* [Supplied data]:
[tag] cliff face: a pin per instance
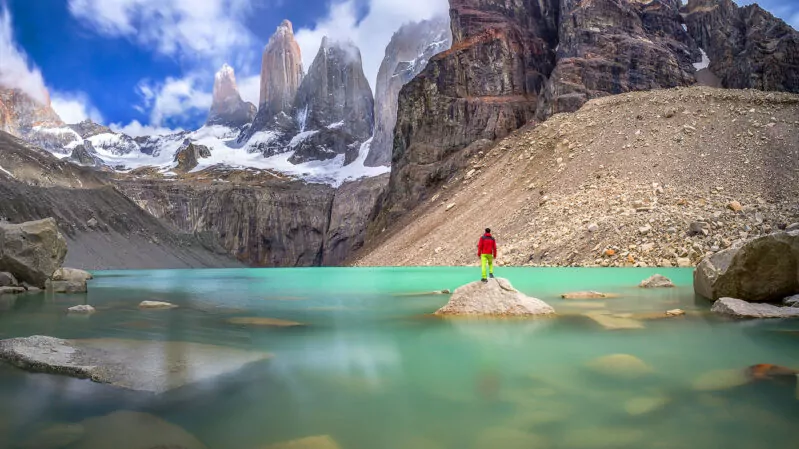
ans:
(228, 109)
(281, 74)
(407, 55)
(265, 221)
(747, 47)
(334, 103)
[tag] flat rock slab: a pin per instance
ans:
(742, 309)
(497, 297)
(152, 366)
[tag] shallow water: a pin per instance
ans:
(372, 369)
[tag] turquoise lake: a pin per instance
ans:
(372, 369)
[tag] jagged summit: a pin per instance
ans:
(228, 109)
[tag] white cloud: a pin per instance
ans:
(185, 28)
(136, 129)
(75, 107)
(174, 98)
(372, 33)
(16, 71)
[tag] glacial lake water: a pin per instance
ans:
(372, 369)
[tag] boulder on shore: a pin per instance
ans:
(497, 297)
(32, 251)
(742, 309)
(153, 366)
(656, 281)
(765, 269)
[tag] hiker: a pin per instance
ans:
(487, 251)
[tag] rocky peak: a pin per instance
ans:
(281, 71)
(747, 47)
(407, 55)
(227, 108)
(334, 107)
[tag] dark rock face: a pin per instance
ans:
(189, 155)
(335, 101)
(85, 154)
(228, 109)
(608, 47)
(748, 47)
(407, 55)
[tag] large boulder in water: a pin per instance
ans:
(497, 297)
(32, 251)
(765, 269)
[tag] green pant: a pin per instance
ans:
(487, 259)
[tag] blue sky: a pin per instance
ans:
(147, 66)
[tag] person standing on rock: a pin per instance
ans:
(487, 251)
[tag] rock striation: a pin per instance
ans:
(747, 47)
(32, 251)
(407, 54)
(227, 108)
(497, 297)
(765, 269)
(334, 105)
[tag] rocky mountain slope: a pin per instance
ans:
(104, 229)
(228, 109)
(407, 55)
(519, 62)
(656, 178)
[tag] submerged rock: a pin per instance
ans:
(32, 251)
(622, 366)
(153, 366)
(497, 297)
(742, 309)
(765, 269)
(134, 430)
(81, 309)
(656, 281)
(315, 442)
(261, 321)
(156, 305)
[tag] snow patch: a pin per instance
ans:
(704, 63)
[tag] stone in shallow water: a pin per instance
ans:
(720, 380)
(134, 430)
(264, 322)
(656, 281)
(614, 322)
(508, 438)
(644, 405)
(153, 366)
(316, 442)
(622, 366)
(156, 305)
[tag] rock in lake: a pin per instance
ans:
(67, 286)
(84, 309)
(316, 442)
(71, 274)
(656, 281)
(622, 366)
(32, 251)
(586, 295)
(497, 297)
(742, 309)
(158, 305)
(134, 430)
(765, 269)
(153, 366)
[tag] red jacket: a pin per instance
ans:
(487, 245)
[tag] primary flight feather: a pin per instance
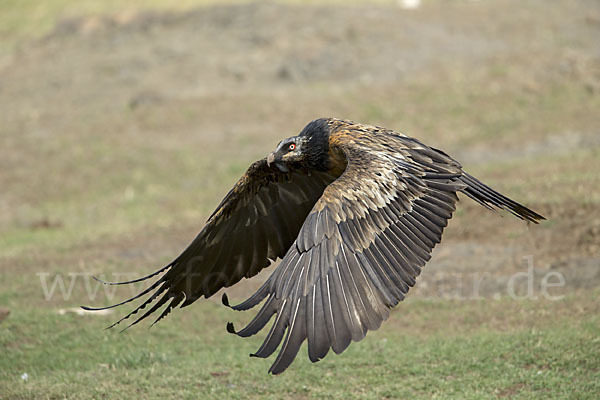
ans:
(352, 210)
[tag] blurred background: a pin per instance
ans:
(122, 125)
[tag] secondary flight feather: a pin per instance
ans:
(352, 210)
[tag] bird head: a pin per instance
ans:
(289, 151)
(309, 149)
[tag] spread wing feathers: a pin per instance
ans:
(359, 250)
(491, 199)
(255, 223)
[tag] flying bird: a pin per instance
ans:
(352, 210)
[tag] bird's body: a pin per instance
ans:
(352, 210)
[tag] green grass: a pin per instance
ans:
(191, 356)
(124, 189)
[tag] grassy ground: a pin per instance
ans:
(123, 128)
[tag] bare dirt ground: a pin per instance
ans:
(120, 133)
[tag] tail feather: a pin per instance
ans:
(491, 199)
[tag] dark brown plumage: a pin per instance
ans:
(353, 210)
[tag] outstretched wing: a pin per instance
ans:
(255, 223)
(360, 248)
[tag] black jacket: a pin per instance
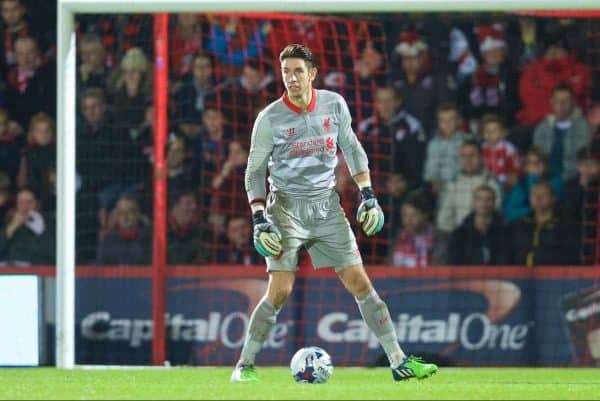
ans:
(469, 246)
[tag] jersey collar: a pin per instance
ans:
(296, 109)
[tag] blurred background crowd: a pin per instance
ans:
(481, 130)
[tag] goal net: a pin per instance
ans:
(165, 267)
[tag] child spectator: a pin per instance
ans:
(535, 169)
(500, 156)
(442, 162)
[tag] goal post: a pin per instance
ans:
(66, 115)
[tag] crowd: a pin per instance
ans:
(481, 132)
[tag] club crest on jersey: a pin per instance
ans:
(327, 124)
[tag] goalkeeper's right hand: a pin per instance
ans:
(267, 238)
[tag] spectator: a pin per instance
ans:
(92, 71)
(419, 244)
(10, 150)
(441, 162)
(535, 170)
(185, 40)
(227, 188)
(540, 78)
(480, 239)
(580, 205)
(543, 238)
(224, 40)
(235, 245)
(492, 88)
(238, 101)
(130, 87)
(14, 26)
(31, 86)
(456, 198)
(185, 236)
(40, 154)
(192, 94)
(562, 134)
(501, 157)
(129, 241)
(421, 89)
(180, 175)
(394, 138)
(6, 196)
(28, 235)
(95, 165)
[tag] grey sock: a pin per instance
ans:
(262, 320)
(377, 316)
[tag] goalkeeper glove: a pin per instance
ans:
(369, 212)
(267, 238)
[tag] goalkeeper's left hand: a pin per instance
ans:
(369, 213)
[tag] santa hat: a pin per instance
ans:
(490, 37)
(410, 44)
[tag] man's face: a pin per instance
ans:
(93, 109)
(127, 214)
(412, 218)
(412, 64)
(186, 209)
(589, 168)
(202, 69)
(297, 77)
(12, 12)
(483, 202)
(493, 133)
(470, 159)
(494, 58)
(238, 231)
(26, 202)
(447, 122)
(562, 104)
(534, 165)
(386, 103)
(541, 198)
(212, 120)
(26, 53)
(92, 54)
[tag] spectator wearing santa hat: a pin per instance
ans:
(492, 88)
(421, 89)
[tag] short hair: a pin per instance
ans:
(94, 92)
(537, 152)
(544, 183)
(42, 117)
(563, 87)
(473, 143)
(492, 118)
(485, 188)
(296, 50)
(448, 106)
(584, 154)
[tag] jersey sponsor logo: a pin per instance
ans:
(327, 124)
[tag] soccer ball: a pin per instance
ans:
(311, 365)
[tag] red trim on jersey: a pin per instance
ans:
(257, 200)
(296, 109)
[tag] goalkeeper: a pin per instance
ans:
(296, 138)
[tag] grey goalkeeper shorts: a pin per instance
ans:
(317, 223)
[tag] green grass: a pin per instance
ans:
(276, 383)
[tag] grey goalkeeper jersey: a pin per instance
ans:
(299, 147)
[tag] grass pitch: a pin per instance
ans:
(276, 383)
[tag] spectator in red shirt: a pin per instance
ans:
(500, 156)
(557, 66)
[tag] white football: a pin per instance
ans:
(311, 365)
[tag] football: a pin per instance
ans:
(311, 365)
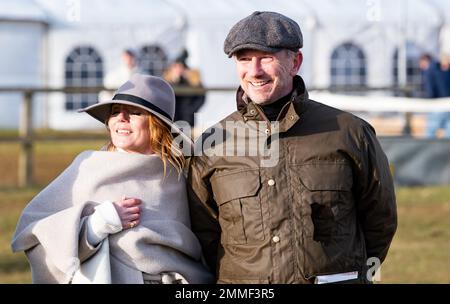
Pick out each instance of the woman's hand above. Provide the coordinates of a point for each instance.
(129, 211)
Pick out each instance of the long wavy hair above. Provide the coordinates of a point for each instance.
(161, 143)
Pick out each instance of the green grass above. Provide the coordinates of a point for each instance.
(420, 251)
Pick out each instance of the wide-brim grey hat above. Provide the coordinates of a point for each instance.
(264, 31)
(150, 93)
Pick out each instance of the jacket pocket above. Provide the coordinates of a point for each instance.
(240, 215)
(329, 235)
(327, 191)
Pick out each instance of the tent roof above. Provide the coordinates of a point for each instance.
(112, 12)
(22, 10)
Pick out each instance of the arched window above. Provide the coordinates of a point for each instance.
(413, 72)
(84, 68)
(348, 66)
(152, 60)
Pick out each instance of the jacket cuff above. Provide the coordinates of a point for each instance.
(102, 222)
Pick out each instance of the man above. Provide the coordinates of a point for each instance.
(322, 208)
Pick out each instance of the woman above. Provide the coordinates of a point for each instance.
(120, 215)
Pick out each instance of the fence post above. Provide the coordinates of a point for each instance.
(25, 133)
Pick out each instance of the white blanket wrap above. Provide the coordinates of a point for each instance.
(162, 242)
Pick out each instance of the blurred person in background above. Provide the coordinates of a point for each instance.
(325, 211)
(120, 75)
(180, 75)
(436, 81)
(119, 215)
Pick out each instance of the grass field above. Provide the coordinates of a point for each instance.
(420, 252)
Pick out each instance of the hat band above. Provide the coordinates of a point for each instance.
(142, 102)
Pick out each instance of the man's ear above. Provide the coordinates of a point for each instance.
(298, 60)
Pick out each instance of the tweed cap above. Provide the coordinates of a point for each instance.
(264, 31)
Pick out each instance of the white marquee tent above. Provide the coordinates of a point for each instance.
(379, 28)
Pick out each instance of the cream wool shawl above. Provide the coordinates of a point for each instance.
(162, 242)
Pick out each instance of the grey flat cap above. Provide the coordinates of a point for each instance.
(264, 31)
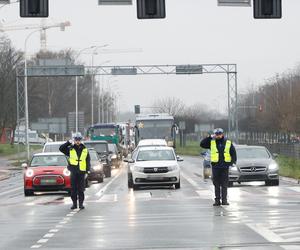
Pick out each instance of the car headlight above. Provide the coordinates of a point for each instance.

* [Work to complete]: Whenever a line in the data holds "goalkeeper", copy that line.

* [Task result]:
[tag] goalkeeper's right hand: a pin per instance
[tag] goalkeeper glove: a pin per instance
[tag] goalkeeper's left hand: a pin per instance
[tag] goalkeeper: a pin per instance
[tag] grey goalkeeper shorts: a pin per instance
[tag] grey goalkeeper jersey: a pin per instance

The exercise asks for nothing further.